*Exercise task*
Continue the passage on the history of the MacGregor clan, starting after its final sentence.

*Selected extract*
However, they had powerful aggressive neighbors in the Campbells who constantly harried them, forcing them to retire deeper into their lands around Glen Strae.  By the late 16th century there was a renegade band of McGregors left known in Gaelic as the Children of the Mist.

In 1588 these MacGregors were involved in the killing of John Drummond, the king's forester, after he had hung some MacGregors for poaching.  Then in 1603, after the Colquhoun clan had been granted a royal commission to suppress the MacGregors, Alasdair MacGregor of Glen Strae led four hundred of his men to Glen Fruin near Loch Lomond where they slew many Colquhouns.


“Some say the MacGregors were rustlers and thieves.  Whether there was any truth in this or whether circumstances forced this upon them or whether it was all a smear campaign to undermine their reputation is open to question.  But they certainly paid the price.”

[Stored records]
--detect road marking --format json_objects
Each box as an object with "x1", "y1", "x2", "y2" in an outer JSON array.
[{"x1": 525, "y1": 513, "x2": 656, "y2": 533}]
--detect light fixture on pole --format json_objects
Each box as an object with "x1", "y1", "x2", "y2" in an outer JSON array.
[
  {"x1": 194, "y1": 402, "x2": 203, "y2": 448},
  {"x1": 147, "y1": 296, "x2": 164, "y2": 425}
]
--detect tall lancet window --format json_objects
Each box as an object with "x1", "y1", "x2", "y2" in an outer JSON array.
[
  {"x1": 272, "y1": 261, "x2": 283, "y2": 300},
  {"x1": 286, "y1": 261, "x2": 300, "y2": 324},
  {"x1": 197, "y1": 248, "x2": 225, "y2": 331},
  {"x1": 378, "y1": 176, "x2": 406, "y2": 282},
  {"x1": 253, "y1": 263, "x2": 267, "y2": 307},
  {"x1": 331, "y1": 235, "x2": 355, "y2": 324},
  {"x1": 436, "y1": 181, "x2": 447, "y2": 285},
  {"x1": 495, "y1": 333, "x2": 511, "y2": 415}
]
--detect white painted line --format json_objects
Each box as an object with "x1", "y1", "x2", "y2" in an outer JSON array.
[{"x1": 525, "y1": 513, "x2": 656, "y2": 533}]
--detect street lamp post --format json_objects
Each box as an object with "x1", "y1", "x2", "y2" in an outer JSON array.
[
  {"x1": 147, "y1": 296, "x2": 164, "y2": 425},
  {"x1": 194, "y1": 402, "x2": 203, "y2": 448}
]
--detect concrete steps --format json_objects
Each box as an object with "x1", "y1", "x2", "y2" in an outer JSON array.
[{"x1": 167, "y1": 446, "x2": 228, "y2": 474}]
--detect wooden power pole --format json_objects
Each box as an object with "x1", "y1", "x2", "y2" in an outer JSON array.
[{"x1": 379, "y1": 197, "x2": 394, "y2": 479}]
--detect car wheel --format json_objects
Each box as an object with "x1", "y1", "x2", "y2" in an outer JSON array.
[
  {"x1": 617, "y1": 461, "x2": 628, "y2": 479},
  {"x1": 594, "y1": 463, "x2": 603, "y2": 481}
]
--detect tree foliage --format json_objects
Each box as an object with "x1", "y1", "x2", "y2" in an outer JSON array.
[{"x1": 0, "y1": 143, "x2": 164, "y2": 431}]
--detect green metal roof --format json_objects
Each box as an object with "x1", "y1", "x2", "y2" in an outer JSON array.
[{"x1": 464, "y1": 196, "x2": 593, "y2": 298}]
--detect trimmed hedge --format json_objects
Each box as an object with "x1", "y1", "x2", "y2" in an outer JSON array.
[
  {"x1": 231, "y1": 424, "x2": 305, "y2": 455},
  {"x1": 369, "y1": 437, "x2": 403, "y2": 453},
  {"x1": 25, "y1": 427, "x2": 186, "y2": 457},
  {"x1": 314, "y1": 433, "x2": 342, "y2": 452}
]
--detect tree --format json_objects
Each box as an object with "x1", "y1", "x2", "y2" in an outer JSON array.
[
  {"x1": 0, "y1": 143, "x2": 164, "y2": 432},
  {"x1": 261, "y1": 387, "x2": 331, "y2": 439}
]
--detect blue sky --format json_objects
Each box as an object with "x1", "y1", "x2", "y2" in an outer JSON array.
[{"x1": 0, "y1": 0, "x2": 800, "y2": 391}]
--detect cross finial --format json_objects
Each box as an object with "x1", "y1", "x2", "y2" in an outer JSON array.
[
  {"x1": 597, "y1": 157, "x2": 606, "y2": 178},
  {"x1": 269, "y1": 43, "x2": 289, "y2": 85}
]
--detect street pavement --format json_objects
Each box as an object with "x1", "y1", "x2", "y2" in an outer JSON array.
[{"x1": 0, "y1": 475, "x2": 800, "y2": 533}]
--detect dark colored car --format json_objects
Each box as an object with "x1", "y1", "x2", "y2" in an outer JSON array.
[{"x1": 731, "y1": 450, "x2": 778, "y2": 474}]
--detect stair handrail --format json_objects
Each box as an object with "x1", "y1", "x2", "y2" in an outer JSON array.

*Answer to this task*
Banning of the Name
  In retaliation King James VI of Scotland abolished the name of MacGregor.  All who bore the name must renounce it or die.  The next year
Alasdair MacGregor and eleven of his men were captured and hung outside St. Giles kirk in Edinburgh by the tollbooth.  Anyone answering to the name was executed on the spot, with women and children sold into slavery in the American states. 

Amelia MacGregor’s 1898 book The History of the Clan Gregor covered this clan history until 1625.

The ban on the MacGregor name remained in effect until 1774.  During this time the
surviving MacGregors continued in two groups. The first were those who legally changed their name to satisfy the law, although they may not have changed their heart or blood. The other group were those who took to the Highlands and continued to use their Gregor names in defiance.

Rob Roy, who was forced to use his mother's maiden name of Campbell due to the proscription of the MacGregor name, was a younger son of the MacGregor of Glengyle (which lay by Loch Katrine in Stirling). Rob Roy took part in the first Jacobite Uprising in 1715. Afterwards his raids on Lowland farms and his prowess with the sword earned him a reputation which was considerably enhanced by Sir Walter Scott's romantic tales.  He was buried in Balquhidder churchyard.

Restoration of the Name
.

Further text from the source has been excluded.